Task requirements: Exactly repeat the full listing that follows.

——

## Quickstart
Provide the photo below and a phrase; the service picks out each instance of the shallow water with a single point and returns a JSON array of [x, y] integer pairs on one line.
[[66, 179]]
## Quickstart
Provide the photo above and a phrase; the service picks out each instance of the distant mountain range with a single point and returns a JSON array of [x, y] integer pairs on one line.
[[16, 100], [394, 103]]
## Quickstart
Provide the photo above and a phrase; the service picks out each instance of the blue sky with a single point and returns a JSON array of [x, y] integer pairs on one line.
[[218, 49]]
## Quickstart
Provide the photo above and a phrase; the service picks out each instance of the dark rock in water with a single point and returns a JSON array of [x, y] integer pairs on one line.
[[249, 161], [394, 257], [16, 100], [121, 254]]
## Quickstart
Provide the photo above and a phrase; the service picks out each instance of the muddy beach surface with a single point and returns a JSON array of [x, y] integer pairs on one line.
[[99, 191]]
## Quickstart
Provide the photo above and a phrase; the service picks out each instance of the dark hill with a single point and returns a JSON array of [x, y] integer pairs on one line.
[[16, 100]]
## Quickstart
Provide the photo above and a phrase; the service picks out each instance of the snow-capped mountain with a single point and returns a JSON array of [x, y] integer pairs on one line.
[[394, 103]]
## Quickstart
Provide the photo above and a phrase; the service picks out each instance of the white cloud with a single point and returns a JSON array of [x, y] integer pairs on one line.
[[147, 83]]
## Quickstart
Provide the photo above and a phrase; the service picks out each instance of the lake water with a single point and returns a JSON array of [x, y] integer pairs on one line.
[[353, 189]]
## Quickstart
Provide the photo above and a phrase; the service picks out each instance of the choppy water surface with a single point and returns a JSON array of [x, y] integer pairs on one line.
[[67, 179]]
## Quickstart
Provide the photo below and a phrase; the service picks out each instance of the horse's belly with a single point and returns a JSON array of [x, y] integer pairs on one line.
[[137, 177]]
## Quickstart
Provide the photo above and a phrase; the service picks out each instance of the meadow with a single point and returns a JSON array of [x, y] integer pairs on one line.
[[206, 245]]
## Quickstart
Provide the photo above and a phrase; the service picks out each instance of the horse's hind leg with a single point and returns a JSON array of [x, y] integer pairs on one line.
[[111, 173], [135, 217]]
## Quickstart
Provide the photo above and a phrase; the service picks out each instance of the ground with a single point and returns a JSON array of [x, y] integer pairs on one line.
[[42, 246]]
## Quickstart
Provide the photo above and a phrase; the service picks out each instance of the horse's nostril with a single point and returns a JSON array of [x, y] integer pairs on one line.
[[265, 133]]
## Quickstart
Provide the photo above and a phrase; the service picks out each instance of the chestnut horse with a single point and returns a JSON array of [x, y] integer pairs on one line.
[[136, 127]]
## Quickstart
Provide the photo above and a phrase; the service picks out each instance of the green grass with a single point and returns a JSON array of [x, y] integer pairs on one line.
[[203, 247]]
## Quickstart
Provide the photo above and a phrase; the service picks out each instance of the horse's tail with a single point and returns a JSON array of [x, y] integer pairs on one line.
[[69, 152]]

——

Expected answer:
## Quickstart
Provide the photo below and a phrase; the service picks out each instance of the shallow water with a single point and returns a JSON array of [x, y] integer pairs on one line.
[[66, 179]]
## Quickstart
Provide the photo above and a phrase; the service picks out each instance of the distant mountain range with a single point and returns a JSON array of [x, y] integer pairs on one line.
[[16, 100], [394, 103]]
## Quickstart
Provide the photo above and a phrase; the service picks out each instance of the blue sky with a single point and returns a JSON array of [x, y] integer pairs on one line.
[[218, 49]]
## Quickstart
Provide the photo above and a phrase; the service picks out each instance of the dark rock in water with a single point and returns a JSON array of [x, y] integer pairs on one line.
[[249, 161], [394, 257], [16, 100], [121, 254]]
## Quickstart
Provide the photo above and a phrase; the service picks out each instance of the muddy beach surface with a single point and returns a JSON array of [x, y] integer pairs on one line.
[[99, 191]]
## Quickstart
Provide the photo above and a phrase; the service picks out each instance of the dark hill with a single point and returns a JSON array of [x, y] integer pairs on one line.
[[16, 100]]
## Quickstart
Provide the photo above and a phrase; the service picks out each instance of the snow-capped mountain with a single point and returns a JSON array of [x, y] integer pairs on one line.
[[394, 103]]
## Quickstart
Provide the photo above and a phrase; the service picks out each instance of the white cloud with a single point and returns a JSON array of [x, y] integer pairs on one line.
[[147, 83]]
## Quickstart
Provide the photo above and a phrase; the service picks out each instance of the lake water with a single point and returns a JSON array of [x, y] integer pairs on one line.
[[353, 189]]
## Quickstart
Provide the photo above and a phrase; the service picks out each instance of the choppy water surface with a single point and returns a JSON array of [x, y] integer pairs on one line.
[[67, 179]]
## Quickstart
Provide the photo below and a phrase; the service picks out each instance of the horse's belly with a single point and returns a JSON array of [x, y] integer pairs on one line.
[[137, 177]]
## Quickstart
Provide the photo above and a phrase; the service picks out each instance of the meadow with a single point and returns a JSON array of [x, y] integer pairs on one line.
[[206, 245]]
## Quickstart
Provide the photo above and a phrase; the service picks out each instance of the horse's hind leg with a single point and returns a JSON array of [x, y] integer pairs on one line.
[[111, 173], [135, 217]]
## Quickstart
Provide the photo above and a phrase; the service picks out each instance of the ground with a single point and returns a JSON array of [x, y] integer pairs on one line.
[[42, 246]]
## Quickstart
Provide the photo above and a phrase; the service picks out each instance of the horse's nostril with a single point and returns a JSON array of [x, y] integer pairs on one line.
[[265, 133]]
## Quickstart
Provide the photo above and a phrase; the service picks out each instance of the chestnut horse with a single point and returns a JSON array of [x, y] integer pairs on one line.
[[136, 127]]
## Quickstart
Provide the photo above and a phrase; the service picks out each instance of the green grass with a single point and returns a JSON array of [x, y] integer pairs on one line.
[[203, 247]]
## Quickstart
Provide the photo above and a phrase; the service picks out each instance of the horse's tail with a single point and returns a JSON array of [x, y] integer pairs on one line.
[[69, 152]]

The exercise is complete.